Copy every line of the material, starting at its beginning and going on through the line with "[204,1,293,478]". In the answers, multiply each bounding-box coordinate by 0.45 and round it to a whole number, with halves rounded up. Leave the pictures out.

:: RECORDED DATA

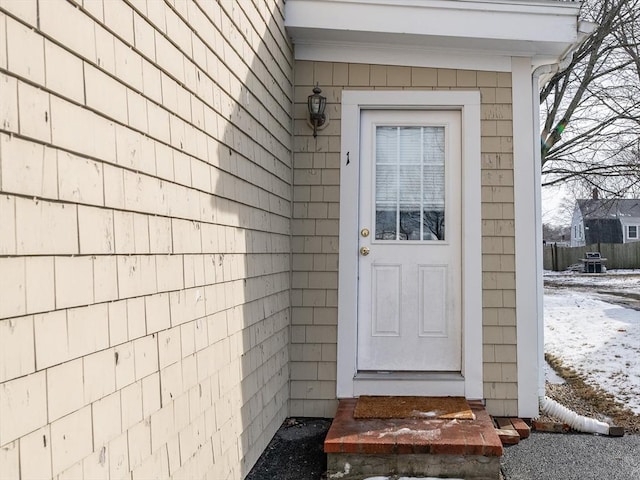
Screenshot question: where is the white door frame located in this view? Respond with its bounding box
[337,90,483,399]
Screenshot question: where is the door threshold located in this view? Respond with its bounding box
[353,371,464,382]
[352,372,466,397]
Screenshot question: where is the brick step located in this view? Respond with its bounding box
[324,399,503,480]
[493,417,531,445]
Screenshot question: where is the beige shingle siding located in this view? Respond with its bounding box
[0,0,292,479]
[290,61,517,416]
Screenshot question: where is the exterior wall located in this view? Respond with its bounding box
[290,61,518,416]
[0,0,293,480]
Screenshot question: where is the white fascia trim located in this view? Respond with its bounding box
[285,0,580,48]
[294,42,516,72]
[512,57,543,418]
[337,90,483,399]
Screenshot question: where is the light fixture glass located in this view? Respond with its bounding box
[307,84,327,137]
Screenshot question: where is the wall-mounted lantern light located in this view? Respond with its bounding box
[307,84,327,137]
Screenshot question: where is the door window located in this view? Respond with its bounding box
[375,125,445,241]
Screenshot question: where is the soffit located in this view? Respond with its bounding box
[285,0,580,69]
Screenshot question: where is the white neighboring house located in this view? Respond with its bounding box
[571,198,640,247]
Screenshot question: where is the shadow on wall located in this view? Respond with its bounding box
[204,1,293,478]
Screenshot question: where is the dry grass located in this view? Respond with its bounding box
[545,353,640,433]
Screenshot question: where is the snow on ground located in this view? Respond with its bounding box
[544,270,640,293]
[544,282,640,414]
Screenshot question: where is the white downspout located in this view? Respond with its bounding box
[532,22,609,435]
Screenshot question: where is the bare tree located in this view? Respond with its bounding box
[540,0,640,196]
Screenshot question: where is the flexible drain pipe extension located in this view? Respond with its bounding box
[540,396,609,435]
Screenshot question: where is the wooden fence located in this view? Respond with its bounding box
[544,242,640,271]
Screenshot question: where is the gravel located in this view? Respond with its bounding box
[502,432,640,480]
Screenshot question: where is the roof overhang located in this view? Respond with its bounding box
[285,0,587,70]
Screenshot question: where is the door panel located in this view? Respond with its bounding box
[357,110,462,372]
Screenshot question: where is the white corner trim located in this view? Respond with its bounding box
[512,57,543,418]
[337,90,483,399]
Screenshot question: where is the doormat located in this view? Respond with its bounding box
[353,395,476,420]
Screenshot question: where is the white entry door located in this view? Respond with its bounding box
[357,110,462,372]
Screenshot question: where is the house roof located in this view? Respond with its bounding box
[577,198,640,220]
[285,0,592,71]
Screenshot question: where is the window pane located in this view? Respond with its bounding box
[375,126,445,240]
[398,127,422,164]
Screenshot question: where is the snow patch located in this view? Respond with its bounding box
[544,286,640,414]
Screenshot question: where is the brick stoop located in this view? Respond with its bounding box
[324,398,503,480]
[493,417,531,445]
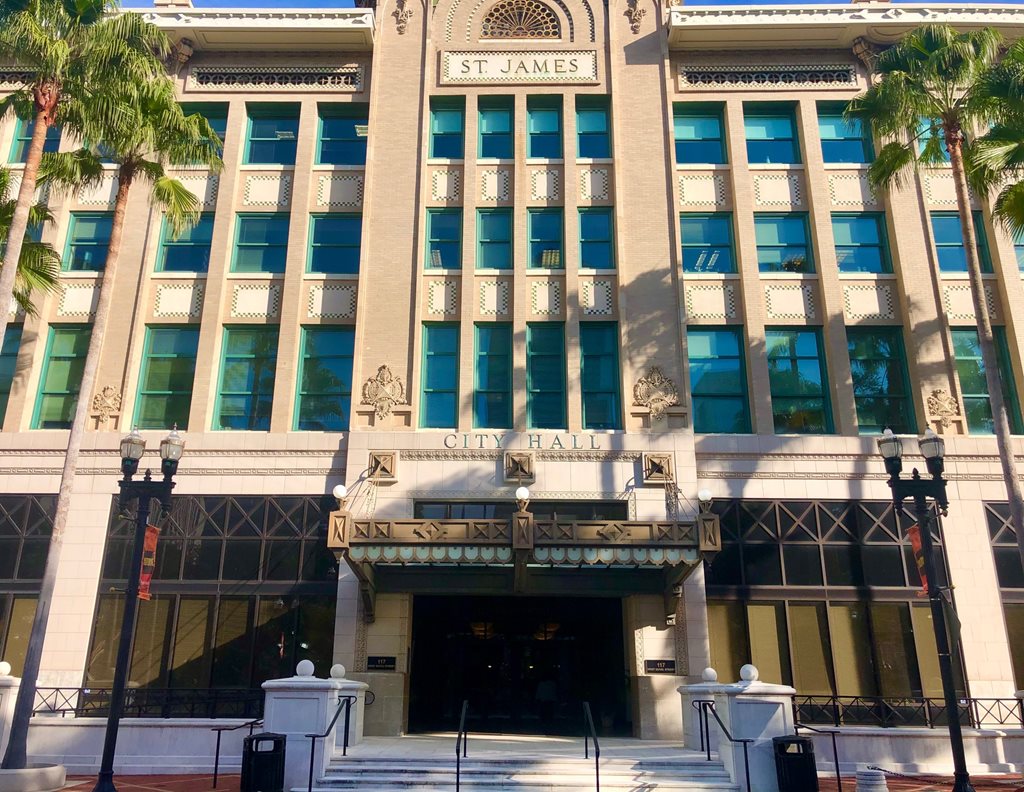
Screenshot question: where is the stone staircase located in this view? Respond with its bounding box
[295,751,739,792]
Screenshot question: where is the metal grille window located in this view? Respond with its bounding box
[846,327,916,434]
[526,322,565,429]
[245,102,299,165]
[950,327,1022,434]
[526,209,565,269]
[295,327,355,431]
[316,101,370,165]
[473,322,512,429]
[765,328,833,434]
[679,213,736,273]
[135,326,199,429]
[213,327,278,431]
[306,213,362,275]
[580,322,623,429]
[426,209,462,269]
[686,327,751,434]
[672,102,727,165]
[32,325,92,429]
[476,96,515,160]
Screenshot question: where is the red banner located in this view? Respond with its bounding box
[906,523,928,596]
[138,526,160,601]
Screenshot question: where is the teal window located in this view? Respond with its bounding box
[157,212,213,273]
[580,207,615,269]
[952,327,1022,434]
[63,212,114,273]
[526,322,565,429]
[833,212,893,273]
[672,102,727,165]
[33,325,92,429]
[0,325,22,424]
[473,322,512,429]
[679,214,736,273]
[231,212,288,274]
[135,326,199,429]
[427,209,462,269]
[430,96,466,160]
[526,96,562,160]
[306,213,362,275]
[686,327,751,434]
[754,213,814,273]
[295,327,355,431]
[316,101,370,165]
[476,209,512,269]
[526,209,565,269]
[476,96,515,160]
[846,327,915,434]
[246,102,299,165]
[765,328,833,434]
[577,94,611,160]
[420,323,459,429]
[213,327,278,431]
[580,322,623,429]
[932,211,992,273]
[743,105,800,165]
[10,118,60,164]
[818,102,874,163]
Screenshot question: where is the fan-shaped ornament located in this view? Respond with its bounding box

::::

▶ PROBLEM SOLUTION:
Screenshot question: where is the white door frame located in this view? Respond with its bounding box
[152,41,217,180]
Screenshot question: where is the door threshold located in this view? Respond with its bounding box
[159,167,209,172]
[158,167,210,179]
Screenshot question: where is the brick step located in this view? Respond with its bounding box
[146,180,226,216]
[222,188,239,200]
Screenshot question: where is the beige shingle siding located in this view? Respond with its bounding box
[0,0,131,216]
[131,27,233,187]
Screenshot question: where is the exterior wall located in this view? Respond with its bounding box
[131,27,233,187]
[0,0,132,216]
Screenshot question: where is the white fascia trim located in this view? Respond with its bounding box
[128,0,261,22]
[132,19,232,32]
[230,26,244,188]
[152,41,217,180]
Screenshot question: where is the light fixture glass located in this view? Respond with its bounding box
[138,38,147,62]
Screenshot question: where is the wall-mounted lantern light located in this view? Respond with its bounding box
[138,38,147,62]
Screenshot question: where is the door window located in this view? Respond with its bounding box
[169,56,200,108]
Screenshot question: where is the soffit located in this view? Respond with its bounding box
[128,0,261,31]
Screenshot question: where is the white neighboring house located in this view? Respond with its bounding box
[257,89,288,111]
Screenshot question: where is the shadow on wall located in this view? Respond with its bounding box
[92,0,132,215]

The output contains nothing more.